Karishma - 2 questions
1) How will we find out all the possible values of (A+B+C) in 2mns ?
Show more
Getting 111*(A + B + C) is less than a minute job. After this, we are looking for 2 cases such that (A+B+C) share no common factor. Why? Because the question specifically says 'MUST be factors'. If I can quickly find two cases where (A+B+C) do not have any common factors, I know there is no other factor which MUST be a factor of the sum of the list. Then I will know that only the factors of 111 MUST be factors of the sum of the list. To find the two cases, I will try and take the values of A, B and C as varied as possible in the two cases.
Case 1: All odd to get odd A+B+C = 1+3+5 = 9
Now in the next case I don't want 3 to be a factor. I try to find some even values 2+4+6 = 12 NO. 2+4+8 = 14 Yes. 3 is not a factor here. So there is no other number that definitely needs to be a factor of the sum of the list.

» **Object position labeling entries**:
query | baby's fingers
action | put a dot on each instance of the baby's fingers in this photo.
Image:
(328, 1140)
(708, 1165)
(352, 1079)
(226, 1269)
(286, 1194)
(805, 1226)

» **What is asked**:
1. Reproduce every line of the records, swapping "baby's fingers" for "infant's fingers" and leaving everything else unchanged.
2. Extend the passage on finding which numbers must be factors of the sum, continuing from its final sentence.
The source passage and the records are unrelated to each other.

» **The replies**:
1.
query | infant's fingers
action | put a dot on each instance of the infant's fingers in this photo.
Image:
(328, 1140)
(708, 1165)
(352, 1079)
(226, 1269)
(286, 1194)
(805, 1226)

2.
krishp84

2) A, B and C are all even. 2+4+8 = 14. Factors 2 and 7
In this case :
111*(A + B + C) should be having the following factors 1, 3, 37 and 111 and 2,7
So sum of factors = 152+2+7=161
So are we not getting 2 ambiguous answers as per the question ?
Please correct me if I am wrong.
Show more

No, in this case, there will be many other factors. 6, 21 etc... Anyway, the question says "MUST be factors". It is not NECESSARY that 2 and 7 will be factors of A+B+C (as shown above in the case where A+B+C = 9). Hence, they will not be included.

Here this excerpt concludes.